• [Aim]: In the rows below, replace "single dot" with "single point" and give all the rows back with nothing else changed. Leave the pictures out of your answer.

• [Data to process]:
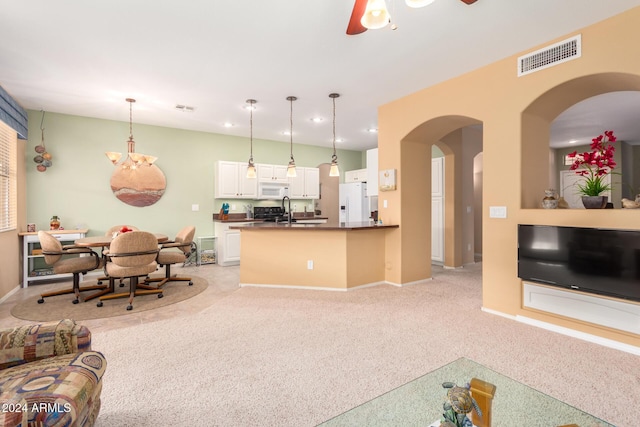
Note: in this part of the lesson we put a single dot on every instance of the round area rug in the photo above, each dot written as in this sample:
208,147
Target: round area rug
61,307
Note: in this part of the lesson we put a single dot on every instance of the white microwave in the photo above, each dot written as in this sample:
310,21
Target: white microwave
272,190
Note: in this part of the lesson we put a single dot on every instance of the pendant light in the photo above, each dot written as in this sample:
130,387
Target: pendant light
133,159
334,171
291,168
251,168
375,15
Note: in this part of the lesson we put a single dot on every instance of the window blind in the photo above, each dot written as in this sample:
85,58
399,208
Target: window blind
8,178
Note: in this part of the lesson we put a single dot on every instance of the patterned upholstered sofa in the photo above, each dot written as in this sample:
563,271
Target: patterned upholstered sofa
49,376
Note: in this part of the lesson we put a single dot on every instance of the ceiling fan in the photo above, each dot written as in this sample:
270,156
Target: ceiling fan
360,6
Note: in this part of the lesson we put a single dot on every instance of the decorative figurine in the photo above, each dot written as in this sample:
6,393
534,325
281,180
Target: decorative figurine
458,404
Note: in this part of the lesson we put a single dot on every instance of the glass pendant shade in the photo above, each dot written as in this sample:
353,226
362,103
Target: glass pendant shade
334,171
251,170
418,3
375,15
133,159
291,169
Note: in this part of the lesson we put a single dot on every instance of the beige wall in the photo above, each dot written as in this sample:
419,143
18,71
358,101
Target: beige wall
10,244
515,113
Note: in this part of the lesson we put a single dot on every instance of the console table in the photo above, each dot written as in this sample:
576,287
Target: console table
33,266
419,402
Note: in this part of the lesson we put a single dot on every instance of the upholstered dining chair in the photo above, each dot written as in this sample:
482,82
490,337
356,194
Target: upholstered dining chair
109,232
131,255
76,261
175,252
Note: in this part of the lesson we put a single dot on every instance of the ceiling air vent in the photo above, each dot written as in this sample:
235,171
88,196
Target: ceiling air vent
549,56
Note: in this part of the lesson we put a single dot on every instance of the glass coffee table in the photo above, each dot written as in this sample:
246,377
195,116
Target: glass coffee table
419,402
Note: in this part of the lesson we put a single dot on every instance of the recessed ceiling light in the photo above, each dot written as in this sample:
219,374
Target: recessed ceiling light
185,108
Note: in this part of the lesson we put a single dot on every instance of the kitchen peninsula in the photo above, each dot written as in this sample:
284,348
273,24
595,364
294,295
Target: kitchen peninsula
316,256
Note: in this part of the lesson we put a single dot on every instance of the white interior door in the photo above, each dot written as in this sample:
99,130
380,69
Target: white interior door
437,209
569,188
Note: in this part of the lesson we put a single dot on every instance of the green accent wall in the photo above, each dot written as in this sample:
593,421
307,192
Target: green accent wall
76,186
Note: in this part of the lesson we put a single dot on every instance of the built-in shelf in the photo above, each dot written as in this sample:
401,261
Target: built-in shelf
603,311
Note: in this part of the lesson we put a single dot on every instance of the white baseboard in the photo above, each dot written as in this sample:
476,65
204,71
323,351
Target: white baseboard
581,335
11,292
313,288
399,285
569,332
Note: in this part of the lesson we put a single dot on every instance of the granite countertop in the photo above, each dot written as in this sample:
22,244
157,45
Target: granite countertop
240,217
270,226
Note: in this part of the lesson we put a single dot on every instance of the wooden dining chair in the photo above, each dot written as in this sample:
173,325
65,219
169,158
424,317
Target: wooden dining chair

• [The answer]:
Note: in this part of the lesson we put a single point on every instance of the round area rug in the photo above, each dot written as in this sample:
208,147
Target: round area rug
61,307
Note: in this part of the lesson we put a single point on every instance of the white microwave in the photo above, each dot written as in this sample:
310,21
Target: white microwave
272,190
Note: in this part of the lesson we put a single point on every instance of the pendant light in the photo above, each dot written as in this sample:
130,387
Target: pendant light
133,159
334,171
291,168
251,168
375,15
Note: in this part of the lesson we put a single point on every instance of the window blind in the photo above, each dot written as in this sample:
85,58
399,208
Target: window blind
8,178
Note: in this part of the lesson we put a single point on every instance of the patterned upholstered sofa in the photo above, each dot written as in this sample:
563,271
Target: patterned upholstered sofa
49,376
Note: in this part of the lesson we put a single point on every instance of the ceiling fan in the photo above, each dot written as in this sample:
270,156
Target: ceiling fan
360,6
Note: in this part of the lesson we put a single point on every instance of the decorative figurine in the photo above, each dot written as in this sample:
6,393
534,325
281,180
Target: decorative figurine
458,404
Note: in this part of the lesson we put a single point on every instance of the glass pendant shade in the photo above, each dot written as in this sample:
353,226
362,103
Target: glass pendant shade
334,171
251,170
418,3
375,15
133,159
291,169
Note: in this part of the lesson we put a single point on every instance of the beige wall in the photo above, each dot written as in this sample:
419,143
18,71
358,101
Target: beige wall
10,244
515,113
Note: in this part of the lesson we put a single point on every instance of the console table in the photo above, each dot written as in this sample:
576,287
Target: console table
33,266
419,402
Note: in this part of the lesson we put a single point on every instance of the upholstered dining chair in the photo above, each dot written as in this sample:
482,82
490,337
356,194
Target: upholstered dining chair
109,232
131,255
76,261
175,252
Note: in this part of the lesson we put a single point on every instance of the ceiling air vent in the photo above, each dot written as in this sample:
235,171
88,196
Target: ceiling air vent
549,56
Note: in this part of the lesson we put a single point on every instance of the glass coffee table in the photo above, each dot written as in this sample:
246,377
195,116
Target: glass coffee table
419,402
Note: in this part of the lesson we put a single point on every instance of the recessed ceiling light in the photo above, each dot written as in this sample:
219,374
Target: recessed ceiling light
185,108
Note: in this part of the lesson we put a single point on every instance of the kitchen peninsula in the photo above, each dot written as in this sample:
284,348
273,24
595,364
294,295
Target: kitchen peninsula
316,256
Note: in this part of the lesson we put a single point on every instance of the white interior door in the photo above, each dot written as in this sample:
99,130
380,69
Target: white interior door
437,209
569,188
Note: in this part of the lesson we put a single point on every instance of the green accent wall in the photo above, each dot written as in this sample:
593,421
307,192
Target: green accent wall
76,186
Note: in this part of the lesson we put a single point on every instance of the built-in shelf in the photo above, each dot written as in this sample:
401,261
Target: built-in shelf
603,311
Note: in this part of the lesson we put a single point on every instance of the white baseboard in the photo above, each dot written as in this sample:
476,65
204,71
323,351
Target: white baseboard
581,335
11,292
313,288
399,285
569,332
Note: in this part of the lesson we put a single point on every instance of the granite countertop in the photo above, each dot written as in this sample:
22,244
157,45
Target: granite countertop
240,217
270,226
Note: in this part of the lesson we put a single point on every instance of the wooden dining chair in the photo above, each dot written as in this sample:
173,325
65,219
169,158
424,317
Target: wooden dining chair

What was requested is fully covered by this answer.